Required work:
Substitute "marker" for "keypoint" throughout the lines below, and leave everything else unchanged.

Data records:
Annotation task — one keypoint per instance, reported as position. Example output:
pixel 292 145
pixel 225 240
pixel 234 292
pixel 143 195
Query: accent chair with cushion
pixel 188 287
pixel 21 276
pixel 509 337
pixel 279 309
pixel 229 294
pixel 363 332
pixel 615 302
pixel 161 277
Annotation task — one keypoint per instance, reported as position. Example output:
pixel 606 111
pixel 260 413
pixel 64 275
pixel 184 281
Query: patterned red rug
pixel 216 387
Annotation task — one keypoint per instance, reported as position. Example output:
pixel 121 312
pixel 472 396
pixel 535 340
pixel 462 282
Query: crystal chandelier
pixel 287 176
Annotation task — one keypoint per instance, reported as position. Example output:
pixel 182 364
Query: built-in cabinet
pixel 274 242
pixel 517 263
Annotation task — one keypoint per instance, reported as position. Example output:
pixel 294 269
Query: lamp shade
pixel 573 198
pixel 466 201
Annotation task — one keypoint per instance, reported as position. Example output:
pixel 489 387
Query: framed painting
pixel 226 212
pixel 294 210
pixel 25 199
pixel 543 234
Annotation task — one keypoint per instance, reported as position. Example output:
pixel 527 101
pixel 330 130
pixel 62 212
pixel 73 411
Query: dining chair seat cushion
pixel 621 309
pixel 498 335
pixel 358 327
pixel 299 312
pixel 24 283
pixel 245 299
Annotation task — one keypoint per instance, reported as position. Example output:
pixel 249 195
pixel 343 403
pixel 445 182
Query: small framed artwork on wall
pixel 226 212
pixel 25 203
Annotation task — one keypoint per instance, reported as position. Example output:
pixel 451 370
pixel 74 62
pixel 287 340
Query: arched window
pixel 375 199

Solution to the exercise:
Annotation task — one marker per instance, reported as position. Example output:
pixel 292 145
pixel 225 240
pixel 234 292
pixel 143 195
Query: accent chair with cushion
pixel 188 287
pixel 21 276
pixel 509 337
pixel 279 309
pixel 229 294
pixel 363 332
pixel 615 302
pixel 161 277
Annotation task — one marker per instance, reported as position. Example output:
pixel 606 111
pixel 260 413
pixel 64 275
pixel 184 281
Query: patterned red rug
pixel 216 387
Annotation task — one marker per instance, reported as position. Example output:
pixel 121 312
pixel 472 396
pixel 535 340
pixel 462 282
Query: crystal chandelier
pixel 287 176
Annotation task — one marker per instance, reported as position. Example output:
pixel 182 364
Query: built-in cabinet
pixel 274 242
pixel 517 263
Annotation task — one marker per instance, reported as position. Example output:
pixel 294 269
Query: lamp shade
pixel 573 198
pixel 466 201
Annotation task — one marker per instance, reported as position. Example output:
pixel 489 387
Query: framed painting
pixel 226 212
pixel 294 210
pixel 25 199
pixel 543 234
Annotation task — one marker per instance, reported as position. Example output:
pixel 527 101
pixel 330 130
pixel 62 212
pixel 73 411
Query: dining chair seat cushion
pixel 621 309
pixel 498 335
pixel 358 327
pixel 299 312
pixel 24 283
pixel 245 299
Annotation task — one marker per instance, reported as position. Example output:
pixel 249 195
pixel 343 403
pixel 445 182
Query: small framed artwork on wall
pixel 226 212
pixel 25 203
Annotation task — one marker per instance, reported as position. Example output:
pixel 451 370
pixel 74 62
pixel 287 340
Query: arched window
pixel 375 199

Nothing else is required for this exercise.